## What is being asked
Reproduce the following lines verbatim, from the first to the last.

[A block of data]

↓↓↓

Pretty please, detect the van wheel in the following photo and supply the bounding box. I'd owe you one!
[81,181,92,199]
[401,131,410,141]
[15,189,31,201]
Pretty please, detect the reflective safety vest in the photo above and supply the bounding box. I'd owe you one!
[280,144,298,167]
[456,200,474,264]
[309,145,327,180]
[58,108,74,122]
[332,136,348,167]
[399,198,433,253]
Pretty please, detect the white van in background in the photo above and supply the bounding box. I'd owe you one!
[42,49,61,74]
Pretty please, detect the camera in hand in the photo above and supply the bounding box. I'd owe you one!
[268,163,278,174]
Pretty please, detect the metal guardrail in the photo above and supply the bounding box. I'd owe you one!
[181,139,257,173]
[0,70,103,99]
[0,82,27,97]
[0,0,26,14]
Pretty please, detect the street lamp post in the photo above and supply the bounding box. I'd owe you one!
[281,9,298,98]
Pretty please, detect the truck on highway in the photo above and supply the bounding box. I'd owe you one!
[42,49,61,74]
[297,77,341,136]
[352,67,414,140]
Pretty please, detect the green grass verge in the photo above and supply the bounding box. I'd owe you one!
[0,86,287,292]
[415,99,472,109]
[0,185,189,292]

↑↑↑

## Task response
Pretty please, detect the van wheel in the following photo and supply the bounding box. I'd owe you one!
[81,181,92,199]
[401,131,410,141]
[15,189,31,201]
Pretty please, detect the reflective safety vest in the photo above and supply the bounding box. I'd owe you one!
[280,144,298,167]
[456,200,474,264]
[309,145,327,180]
[58,108,74,122]
[332,136,348,167]
[399,198,433,253]
Pretty please, detect the white van in background in the photo above and supply the bounding box. I'd owe you one!
[42,49,61,74]
Pretty please, detect the camera in hand in the photo above and supply the bounding box. I'd owe you one!
[268,163,278,174]
Pretty please, detect the metal guardrail in the photo above and supply the bounding box. I'd owe you one!
[181,139,257,173]
[0,70,103,99]
[0,82,27,97]
[0,0,26,14]
Pretty please, detect the street lamp post in the photo above and supply the bounding box. I'd owe you one!
[281,9,298,98]
Pretty please, detect the truck on highway in the photo above and supply the bounding box. I'd owe you one!
[42,49,61,74]
[297,77,341,136]
[352,67,414,140]
Pretty please, detect the green grass verge in the photo above and supply the bounding box. I'd owe you one!
[0,86,287,292]
[415,99,472,109]
[0,185,189,292]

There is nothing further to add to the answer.